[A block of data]
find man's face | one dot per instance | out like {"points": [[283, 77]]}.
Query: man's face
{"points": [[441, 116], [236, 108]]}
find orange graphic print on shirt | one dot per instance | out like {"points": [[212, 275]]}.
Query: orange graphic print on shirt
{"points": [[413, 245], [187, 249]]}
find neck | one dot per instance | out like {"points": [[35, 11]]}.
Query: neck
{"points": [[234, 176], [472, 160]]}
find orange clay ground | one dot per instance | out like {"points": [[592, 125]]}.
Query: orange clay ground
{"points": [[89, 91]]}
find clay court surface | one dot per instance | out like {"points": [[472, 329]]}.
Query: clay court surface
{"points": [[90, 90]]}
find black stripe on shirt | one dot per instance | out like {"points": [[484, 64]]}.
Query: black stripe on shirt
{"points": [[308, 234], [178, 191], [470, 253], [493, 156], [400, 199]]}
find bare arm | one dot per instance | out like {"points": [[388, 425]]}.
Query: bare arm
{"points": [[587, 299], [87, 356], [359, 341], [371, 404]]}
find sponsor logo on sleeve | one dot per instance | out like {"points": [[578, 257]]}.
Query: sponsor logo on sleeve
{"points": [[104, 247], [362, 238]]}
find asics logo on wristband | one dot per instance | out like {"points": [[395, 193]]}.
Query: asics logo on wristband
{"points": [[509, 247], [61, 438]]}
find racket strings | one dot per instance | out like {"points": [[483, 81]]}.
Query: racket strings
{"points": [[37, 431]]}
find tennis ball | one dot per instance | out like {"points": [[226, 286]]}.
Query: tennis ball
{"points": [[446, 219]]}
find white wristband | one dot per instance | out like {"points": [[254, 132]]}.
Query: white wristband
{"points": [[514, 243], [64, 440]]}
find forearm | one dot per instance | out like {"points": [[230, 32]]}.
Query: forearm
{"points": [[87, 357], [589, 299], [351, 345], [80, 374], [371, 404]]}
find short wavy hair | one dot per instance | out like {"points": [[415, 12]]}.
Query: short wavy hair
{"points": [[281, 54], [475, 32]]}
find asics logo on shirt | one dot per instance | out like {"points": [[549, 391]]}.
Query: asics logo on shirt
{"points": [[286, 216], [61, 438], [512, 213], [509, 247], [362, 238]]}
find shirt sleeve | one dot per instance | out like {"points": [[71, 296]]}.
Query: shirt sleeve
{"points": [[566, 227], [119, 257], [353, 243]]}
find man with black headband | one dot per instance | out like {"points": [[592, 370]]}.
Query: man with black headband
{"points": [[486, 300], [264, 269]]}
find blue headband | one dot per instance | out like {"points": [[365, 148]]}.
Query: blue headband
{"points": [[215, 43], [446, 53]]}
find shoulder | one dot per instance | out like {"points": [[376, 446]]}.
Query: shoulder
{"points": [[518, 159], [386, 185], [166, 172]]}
...
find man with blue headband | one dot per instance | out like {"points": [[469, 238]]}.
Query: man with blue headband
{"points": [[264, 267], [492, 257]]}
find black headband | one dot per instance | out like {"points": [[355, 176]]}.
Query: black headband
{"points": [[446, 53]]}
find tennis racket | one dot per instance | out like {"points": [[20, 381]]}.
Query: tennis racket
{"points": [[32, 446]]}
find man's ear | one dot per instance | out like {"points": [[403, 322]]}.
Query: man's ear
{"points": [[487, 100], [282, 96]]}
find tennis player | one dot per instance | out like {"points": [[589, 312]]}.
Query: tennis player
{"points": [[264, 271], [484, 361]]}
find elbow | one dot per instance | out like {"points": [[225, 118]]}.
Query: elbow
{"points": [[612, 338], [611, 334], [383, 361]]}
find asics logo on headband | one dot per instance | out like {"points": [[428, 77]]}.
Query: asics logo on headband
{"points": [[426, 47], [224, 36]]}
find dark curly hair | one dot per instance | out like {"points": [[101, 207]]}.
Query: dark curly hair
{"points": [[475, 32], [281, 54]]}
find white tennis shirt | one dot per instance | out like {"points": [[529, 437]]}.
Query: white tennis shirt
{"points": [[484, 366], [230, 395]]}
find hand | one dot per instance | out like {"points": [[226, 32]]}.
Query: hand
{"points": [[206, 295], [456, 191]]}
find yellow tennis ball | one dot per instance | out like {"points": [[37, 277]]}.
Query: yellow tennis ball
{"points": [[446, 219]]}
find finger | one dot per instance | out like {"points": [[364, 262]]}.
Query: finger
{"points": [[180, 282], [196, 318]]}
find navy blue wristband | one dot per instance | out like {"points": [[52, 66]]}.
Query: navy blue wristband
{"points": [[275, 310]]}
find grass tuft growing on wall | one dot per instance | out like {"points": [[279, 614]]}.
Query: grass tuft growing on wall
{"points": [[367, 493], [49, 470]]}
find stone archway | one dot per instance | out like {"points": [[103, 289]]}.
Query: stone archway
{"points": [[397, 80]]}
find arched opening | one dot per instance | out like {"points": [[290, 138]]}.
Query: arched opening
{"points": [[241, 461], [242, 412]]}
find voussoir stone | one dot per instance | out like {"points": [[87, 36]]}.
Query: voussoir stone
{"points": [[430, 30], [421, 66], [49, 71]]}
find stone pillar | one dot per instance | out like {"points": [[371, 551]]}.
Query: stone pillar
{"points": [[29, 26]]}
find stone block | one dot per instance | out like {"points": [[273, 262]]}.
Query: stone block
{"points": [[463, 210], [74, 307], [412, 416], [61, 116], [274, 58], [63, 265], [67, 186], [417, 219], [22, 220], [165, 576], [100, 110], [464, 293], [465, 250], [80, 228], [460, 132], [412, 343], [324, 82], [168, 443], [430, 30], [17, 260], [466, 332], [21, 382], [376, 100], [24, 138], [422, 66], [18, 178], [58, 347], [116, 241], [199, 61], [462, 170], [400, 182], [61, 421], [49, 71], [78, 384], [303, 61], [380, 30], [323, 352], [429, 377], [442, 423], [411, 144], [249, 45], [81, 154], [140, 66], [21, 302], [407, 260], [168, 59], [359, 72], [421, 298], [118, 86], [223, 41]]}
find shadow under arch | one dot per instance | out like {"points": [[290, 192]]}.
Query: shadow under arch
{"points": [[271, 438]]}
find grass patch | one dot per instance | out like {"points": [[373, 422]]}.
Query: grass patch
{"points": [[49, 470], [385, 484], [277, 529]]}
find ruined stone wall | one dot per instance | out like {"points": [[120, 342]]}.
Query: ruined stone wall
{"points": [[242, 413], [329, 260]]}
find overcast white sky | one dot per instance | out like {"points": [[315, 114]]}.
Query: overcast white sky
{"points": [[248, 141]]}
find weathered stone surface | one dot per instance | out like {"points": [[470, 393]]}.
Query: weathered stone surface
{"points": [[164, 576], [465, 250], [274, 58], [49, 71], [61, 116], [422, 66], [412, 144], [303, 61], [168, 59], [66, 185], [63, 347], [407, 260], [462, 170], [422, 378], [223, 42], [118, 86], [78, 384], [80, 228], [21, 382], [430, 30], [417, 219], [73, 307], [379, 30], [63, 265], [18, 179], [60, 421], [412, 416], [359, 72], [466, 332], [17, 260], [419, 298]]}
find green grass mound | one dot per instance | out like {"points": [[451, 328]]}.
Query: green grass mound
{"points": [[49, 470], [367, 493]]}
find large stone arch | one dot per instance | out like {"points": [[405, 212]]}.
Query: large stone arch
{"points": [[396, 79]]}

**Brief**
Report every line of the items that holds the word "wall", copying each one.

**Written response**
find grass tuft growing on wall | one dot per instance | out like {"points": [[279, 614]]}.
Query: grass tuft growing on wall
find ruined stone wall | one dot per instance | out like {"points": [[120, 342]]}.
Query: ruined stone wall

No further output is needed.